• [Task statement]:
Extract every line of the material below, reproducing each one verbatim. Leave the pictures out of your answer.

Box annotations for photographs
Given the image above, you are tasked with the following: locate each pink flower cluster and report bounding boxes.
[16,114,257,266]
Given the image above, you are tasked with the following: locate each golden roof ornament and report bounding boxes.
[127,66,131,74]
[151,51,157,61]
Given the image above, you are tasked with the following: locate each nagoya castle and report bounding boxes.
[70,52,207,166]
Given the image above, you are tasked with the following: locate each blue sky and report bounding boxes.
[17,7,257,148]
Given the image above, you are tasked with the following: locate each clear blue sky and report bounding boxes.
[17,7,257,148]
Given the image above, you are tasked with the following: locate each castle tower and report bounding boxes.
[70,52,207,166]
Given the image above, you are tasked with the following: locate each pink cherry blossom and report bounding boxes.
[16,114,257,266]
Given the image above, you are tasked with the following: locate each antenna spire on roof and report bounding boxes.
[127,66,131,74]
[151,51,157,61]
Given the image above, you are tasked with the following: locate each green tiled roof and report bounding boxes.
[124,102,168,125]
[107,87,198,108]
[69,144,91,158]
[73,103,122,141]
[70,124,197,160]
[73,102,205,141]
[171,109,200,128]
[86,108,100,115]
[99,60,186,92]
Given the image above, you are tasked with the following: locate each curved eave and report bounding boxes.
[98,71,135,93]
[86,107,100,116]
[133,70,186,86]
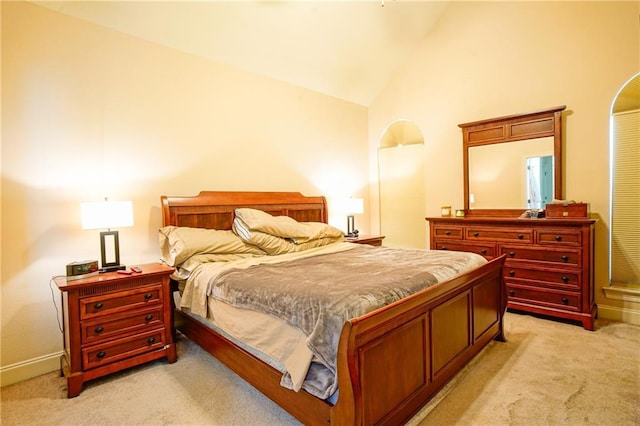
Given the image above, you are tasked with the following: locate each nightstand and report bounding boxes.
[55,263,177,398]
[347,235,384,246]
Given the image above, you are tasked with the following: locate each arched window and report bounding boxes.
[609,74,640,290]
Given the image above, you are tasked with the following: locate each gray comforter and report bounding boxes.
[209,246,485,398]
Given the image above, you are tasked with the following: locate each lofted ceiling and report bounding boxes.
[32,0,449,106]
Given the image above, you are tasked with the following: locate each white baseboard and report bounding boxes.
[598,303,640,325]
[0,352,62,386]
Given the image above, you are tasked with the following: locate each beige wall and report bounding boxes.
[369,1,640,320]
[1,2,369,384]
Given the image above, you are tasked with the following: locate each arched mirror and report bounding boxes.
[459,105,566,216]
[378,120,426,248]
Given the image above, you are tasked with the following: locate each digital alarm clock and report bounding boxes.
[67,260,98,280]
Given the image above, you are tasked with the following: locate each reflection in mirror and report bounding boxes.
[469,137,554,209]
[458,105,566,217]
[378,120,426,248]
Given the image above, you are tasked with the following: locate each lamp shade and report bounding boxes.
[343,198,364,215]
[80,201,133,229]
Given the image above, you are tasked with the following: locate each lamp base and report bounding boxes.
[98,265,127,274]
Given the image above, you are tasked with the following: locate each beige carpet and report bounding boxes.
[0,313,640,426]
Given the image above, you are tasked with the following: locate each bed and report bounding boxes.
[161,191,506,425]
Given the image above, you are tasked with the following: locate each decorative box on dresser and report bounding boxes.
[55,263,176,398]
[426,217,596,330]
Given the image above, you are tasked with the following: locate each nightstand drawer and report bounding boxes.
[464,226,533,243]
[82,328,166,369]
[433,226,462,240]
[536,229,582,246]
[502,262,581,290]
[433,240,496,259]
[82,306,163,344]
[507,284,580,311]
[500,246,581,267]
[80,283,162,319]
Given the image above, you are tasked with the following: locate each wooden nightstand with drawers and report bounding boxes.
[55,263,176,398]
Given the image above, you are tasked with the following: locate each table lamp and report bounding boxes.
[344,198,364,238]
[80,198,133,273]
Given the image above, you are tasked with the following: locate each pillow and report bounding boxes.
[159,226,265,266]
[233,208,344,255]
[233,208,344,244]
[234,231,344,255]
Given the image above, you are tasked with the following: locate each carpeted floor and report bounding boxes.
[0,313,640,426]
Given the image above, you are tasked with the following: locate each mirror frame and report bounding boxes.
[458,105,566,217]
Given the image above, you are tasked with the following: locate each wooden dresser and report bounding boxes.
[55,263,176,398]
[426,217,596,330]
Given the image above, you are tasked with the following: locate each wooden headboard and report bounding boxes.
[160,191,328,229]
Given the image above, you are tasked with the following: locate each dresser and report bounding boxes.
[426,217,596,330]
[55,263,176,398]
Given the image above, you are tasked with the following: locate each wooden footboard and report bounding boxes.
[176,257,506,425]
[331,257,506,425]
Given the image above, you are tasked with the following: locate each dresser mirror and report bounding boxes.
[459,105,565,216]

• [Exercise response]:
Given the image above, you are tasked with the following: locate each pink flower cluster and report bounding boxes.
[16,114,257,266]
Given the image above, you are tasked with the following: locate each golden roof ornament and report bounding boxes.
[127,66,131,74]
[151,51,157,61]
Given the image above, you are tasked with the following: locate each nagoya castle and report bounding boxes.
[70,52,207,166]
Given the image above, you are tasked with the following: locate each blue sky and report bounding boxes.
[17,7,257,148]
Given the image above, you are tasked with the following: locate each clear blue sky and report bounding boxes.
[17,7,257,148]
Given the image above, you are tasked with the following: locate each castle tower and report bounding boxes.
[70,52,207,166]
Given the image above, you are tasked with the following: locate each pink cherry blossom and report bounding boxes.
[16,114,257,266]
Given the image above, you are tasked with the following: locate each antenna spire on roof and report bounding boxes.
[127,66,131,74]
[151,51,157,61]
Given the image above, you are tasked with the following: locate each green tiled roof and report bounding boxes.
[124,102,168,125]
[107,87,198,108]
[69,144,91,158]
[73,103,122,141]
[70,124,197,160]
[73,102,205,141]
[171,109,200,128]
[86,108,100,115]
[99,60,186,92]
Given the image above, you are tasked with the following: locate each curved eave and report bounding boxes.
[98,71,135,93]
[86,107,100,116]
[133,70,186,86]
Given the image above, you are tasked with the following: locate each nightstand and report bounding boxes.
[55,263,177,398]
[347,235,384,246]
Given the image above, you are tasked with the following: locate each arched window and report bounding boxes.
[609,74,640,290]
Given the image above, you are tasked with the following: locate each gray comforter and report bounding boxes.
[209,246,485,398]
Given the image above, you are tasked with the following: locate each lofted ceiling and report bounding boxes.
[32,0,449,106]
Given the image above, you are tasked with the following: locate each white baseboard and report bounding boxes.
[598,303,640,325]
[0,352,62,386]
Given the image above, you are tasked with the following: locate each beige wall and report bounding boxes.
[369,1,640,320]
[1,2,369,384]
Given the image above, you are tasked with the following: locate each arched mirror and report bounding boxes.
[459,105,566,216]
[378,120,426,248]
Given the image above, you are tasked with the following: locate each digital alarm clock and report bounding boxes.
[67,260,98,280]
Given the image above, you are tasked with the following: locate each reflection in mirror and report bounding boxes.
[469,137,554,209]
[458,105,566,217]
[378,120,426,248]
Given the image above, you are tasked with the following: locate each lamp shade and report bounding boxes.
[343,198,364,215]
[80,201,133,229]
Given the image above, you are tasked with the following: locate each lamp base and report bounding boxes.
[98,265,127,274]
Given the image above, you are tasked with the following: locate each beige carpet and report bounding boxes.
[0,313,640,426]
Given the image above, you are tasked with the following: locate each bed and report bounding boxes.
[161,191,506,425]
Given the image above, you are tasked with the following: locate each decorative box on dresser and report bounding boxes.
[55,263,176,398]
[426,217,596,330]
Given the image above, you are tasked with the following: locate each nightstand drawer and report bounding boxes.
[464,226,533,243]
[82,328,166,369]
[433,226,462,240]
[536,229,582,246]
[502,262,581,290]
[433,240,496,259]
[82,306,163,344]
[507,284,580,311]
[500,246,581,267]
[80,283,162,319]
Given the image above, you are tasked with the following: locate each wooden nightstand with drawers and report bounding boxes.
[55,263,176,398]
Given the image above, you are tasked with the following: locate each table lamp and report bounding boxes.
[344,198,364,238]
[80,198,133,273]
Given the image above, you are tasked with the following: locate each pillow and report bounding boxes.
[159,226,265,266]
[233,208,344,255]
[233,208,344,244]
[234,231,344,255]
Given the image above, you are tasked with the following: locate each carpeted floor and report bounding boxes.
[0,313,640,426]
Given the image above, you are tasked with the following: locate each mirror frame and report bounding boxes.
[458,105,566,217]
Given the image above, you are tasked with the following: locate each wooden dresser and report bounding boxes.
[55,263,176,398]
[426,217,596,330]
Given the image above, you are tasked with the following: locate each wooden headboard and report bounding boxes.
[160,191,328,229]
Given the image above, you are tasked with the following: locate each dresser and report bounding boxes.
[426,217,596,330]
[55,263,176,398]
Given the image above, you are tasked with the following: locate each wooden footboard and report bounding boxes.
[176,257,506,425]
[331,257,506,425]
Given the image above, you are tasked with the following: locate each dresser mirror and report bounding boxes.
[459,105,565,216]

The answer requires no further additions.